▸ **ARTICLE**
Here's the deal with B&N/nook: according to John Biggs at TechCrunch, the company has announced that they're considering spinning off nook as a separate company. What strikes me about this is that it's really not a new strategy for B&N to split off branches of the company into their own separate companies. B&N, B&, and B&N College were all, at one point, separate companies. I want to say that the college stores are now back under B&N proper, but I'm not sure if B& is operating as a separate company or not. Functionally, as far as the user is concerned, they're all the same, and they certainly share customer information among the companies. So it wouldn't surprise me if nook splits off for now, and as B&N figures out where it's going in the marketplace, it may recombine again in the future. That seems to be how B&N typically works over the long haul.

Now, granted, whether they can compete long term with Amazon and Apple, who knows? I hope so, because, well, you all know my customer loyalty bias. I do think it's too bad that the nook Simple Touch isn't doing better, since it's a pretty great little device -- there are some things that my nook First Edition did better, but the Simple Touch has some excellent features, and the hyperlinking works very well (for books that are formatted properly for the device; as always, some formats work better than others).

▸ **SUPPLIED MATERIAL**
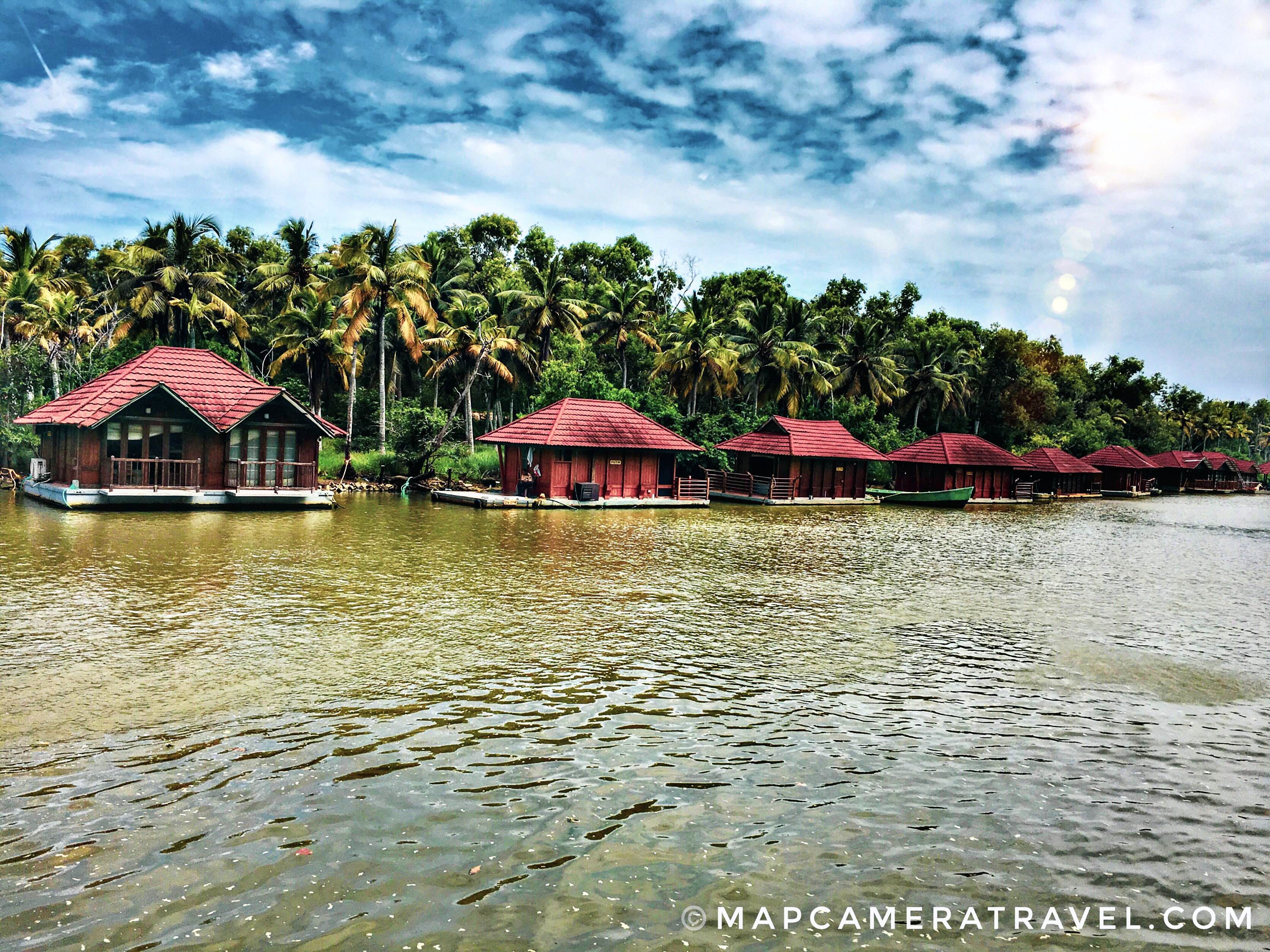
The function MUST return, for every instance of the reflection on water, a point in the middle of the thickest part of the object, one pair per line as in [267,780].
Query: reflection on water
[224,730]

▸ **EXERCISE TASKS**
**a.** Answer these questions on the commentary on B&N and nook:
(i) Who, according to the commentary, reported that the company is considering spinning off nook?
(ii) Which two companies does the writer name when questioning whether B&N can compete long term?
(iii) Which earlier nook device did the writer own?
**b.** Reproduce the commentary on B&N and nook from "Here's the deal" to "the long haul.", substituting "market" for "marketplace".
**c.** Continue the commentary on B&N and nook from its final sentence.
The listing is separate material and is not part of the commentary on B&N and nook.

▸ **ANSWERS GIVEN**
**a.**
(i) John Biggs at TechCrunch
(ii) Amazon and Apple
(iii) The nook First Edition

**b.**
Here's the deal with B&N/nook: according to John Biggs at TechCrunch, the company has announced that they're considering spinning off nook as a separate company. What strikes me about this is that it's really not a new strategy for B&N to split off branches of the company into their own separate companies. B&N, B&, and B&N College were all, at one point, separate companies. I want to say that the college stores are now back under B&N proper, but I'm not sure if B& is operating as a separate company or not. Functionally, as far as the user is concerned, they're all the same, and they certainly share customer information among the companies. So it wouldn't surprise me if nook splits off for now, and as B&N figures out where it's going in the market, it may recombine again in the future. That seems to be how B&N typically works over the long haul.

**c.**
The industry is changing, and according to Hyperion CEO Ellen Archer, in a Digital Book World interview with Jeremy Greenfield, it's not just digital that's making the impact, but media arms. Archer is the publisher behind the Richard Castle novels (with Tom Straw writing as the fictional Castle); the most recent Nikki Heat mystery came in at #1 on a bestseller list (she doesn't mention which one), and she notes that another media tie-in also hit the #1 spot. Since Disney is the parent company to Hyperion, and ABC is the parent company to Disney, Hyperion has a lot of connections in that world, and Archer is projecting that as the future.

All that said, I think we've still got a long ways to go before the market for paper books burns out. (Pun intended.) There really is still an experiential quality there -- and there are still plenty of people who aren't willing to have a devoted digital reading device and hate staring at the computer screen when they're relaxing. Granted, that number grows smaller... but the market is still there.

Although, if it's true that the market for consumer goods is driven by fourteen year olds, the industry shift may come a lot sooner than I anticipate.

*Yes, the quote is from Leverage. Because that show is awesome.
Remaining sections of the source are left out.